◆ **Ejercicio a**
Copia el pasaje del texto sobre Charlie Kirk que va de "El asesinato de" a "Rosario, ya puestos.", pero reemplaza "vergüenza ajena" por "bochorno".

#### Fuente

El asesinato de Charlie Kirk, un bullshitter por antonomasia, llorado por una cohorte de bullshitters profesionales y elevado a la categoría de mártir por los mismos, es una prueba más del triunfo de esa realidad paralela en la que nos están obligando a vivir. Ver en directo al director del FBI atribuirse el mérito de la captura del presunto culpable, cuando sin la denuncia del padre esto sencillamente no se hubiera producido, es un espectáculo que produce vergüenza ajena, aunque no tanta como la repugnante satisfacción con que el partido republicano acusa a la “izquierda radical” (????) del crimen, a las feministas, a los trans, a los emigrantes, a los comunistas y por qué no, a mi tía Rosario, ya puestos.

Todo menos admitir que la muerte de Kirk es en primer lugar, la consecuencia del bíblico y sarnoso culto a las armas de un país que está viendo desaparecer su sistema democrático en caída libre.

########

◆ **Ejercicio b**
¿En cuántas líneas de los registros aparece la palabra "handlebar"? Las mayúsculas y minúsculas cuentan; responde solo con el número.

#### Datos de origen

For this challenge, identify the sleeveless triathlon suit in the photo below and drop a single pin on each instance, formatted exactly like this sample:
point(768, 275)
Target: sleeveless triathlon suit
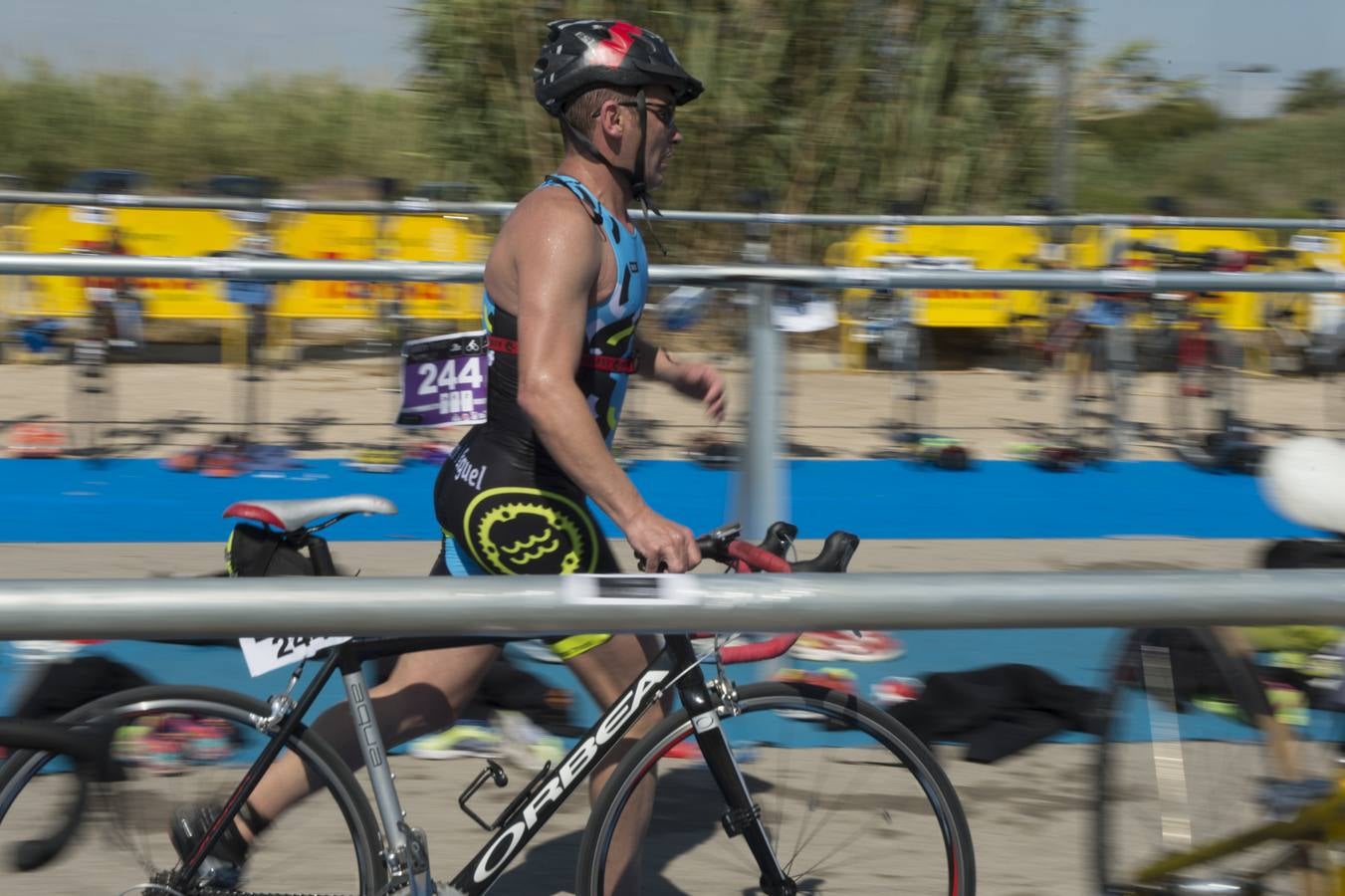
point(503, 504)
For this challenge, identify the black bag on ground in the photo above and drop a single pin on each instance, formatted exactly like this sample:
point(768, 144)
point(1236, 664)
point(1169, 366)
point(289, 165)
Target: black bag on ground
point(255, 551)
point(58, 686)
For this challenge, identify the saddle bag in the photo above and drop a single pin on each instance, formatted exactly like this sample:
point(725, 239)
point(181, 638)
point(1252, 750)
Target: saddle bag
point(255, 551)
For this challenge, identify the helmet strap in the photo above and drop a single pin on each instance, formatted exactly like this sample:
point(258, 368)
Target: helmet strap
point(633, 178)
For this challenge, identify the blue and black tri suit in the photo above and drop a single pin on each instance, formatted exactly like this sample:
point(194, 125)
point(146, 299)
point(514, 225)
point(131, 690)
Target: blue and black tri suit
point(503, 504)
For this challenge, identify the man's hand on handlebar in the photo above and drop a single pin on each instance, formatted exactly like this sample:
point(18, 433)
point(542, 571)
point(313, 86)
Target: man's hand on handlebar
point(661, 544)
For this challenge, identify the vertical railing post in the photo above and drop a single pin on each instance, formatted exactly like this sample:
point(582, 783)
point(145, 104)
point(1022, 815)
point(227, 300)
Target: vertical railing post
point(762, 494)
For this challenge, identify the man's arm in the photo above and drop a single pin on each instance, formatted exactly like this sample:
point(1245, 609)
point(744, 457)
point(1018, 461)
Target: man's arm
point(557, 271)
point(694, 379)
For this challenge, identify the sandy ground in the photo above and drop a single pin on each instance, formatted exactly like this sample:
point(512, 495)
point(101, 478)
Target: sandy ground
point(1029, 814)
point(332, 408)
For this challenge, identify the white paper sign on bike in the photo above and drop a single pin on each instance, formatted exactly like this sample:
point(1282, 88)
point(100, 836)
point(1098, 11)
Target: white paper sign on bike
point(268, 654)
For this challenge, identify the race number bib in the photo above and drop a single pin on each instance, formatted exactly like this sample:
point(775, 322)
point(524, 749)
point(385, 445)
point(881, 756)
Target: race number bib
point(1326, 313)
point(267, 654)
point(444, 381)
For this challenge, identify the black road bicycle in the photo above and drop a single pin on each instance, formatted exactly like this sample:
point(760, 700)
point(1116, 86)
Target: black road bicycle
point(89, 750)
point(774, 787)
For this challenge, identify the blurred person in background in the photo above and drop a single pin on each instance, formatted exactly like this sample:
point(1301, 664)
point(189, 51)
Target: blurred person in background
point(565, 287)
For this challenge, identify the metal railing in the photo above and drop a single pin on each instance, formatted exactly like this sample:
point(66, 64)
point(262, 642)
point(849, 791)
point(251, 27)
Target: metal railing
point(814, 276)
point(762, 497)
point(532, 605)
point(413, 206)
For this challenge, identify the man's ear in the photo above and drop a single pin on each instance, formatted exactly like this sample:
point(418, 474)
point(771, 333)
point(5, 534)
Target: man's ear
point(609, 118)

########

◆ **Respuesta esperada a**
El asesinato de Charlie Kirk, un bullshitter por antonomasia, llorado por una cohorte de bullshitters profesionales y elevado a la categoría de mártir por los mismos, es una prueba más del triunfo de esa realidad paralela en la que nos están obligando a vivir. Ver en directo al director del FBI atribuirse el mérito de la captura del presunto culpable, cuando sin la denuncia del padre esto sencillamente no se hubiera producido, es un espectáculo que produce bochorno, aunque no tanta como la repugnante satisfacción con que el partido republicano acusa a la “izquierda radical” (????) del crimen, a las feministas, a los trans, a los emigrantes, a los comunistas y por qué no, a mi tía Rosario, ya puestos.

◆ **Respuesta esperada b**
2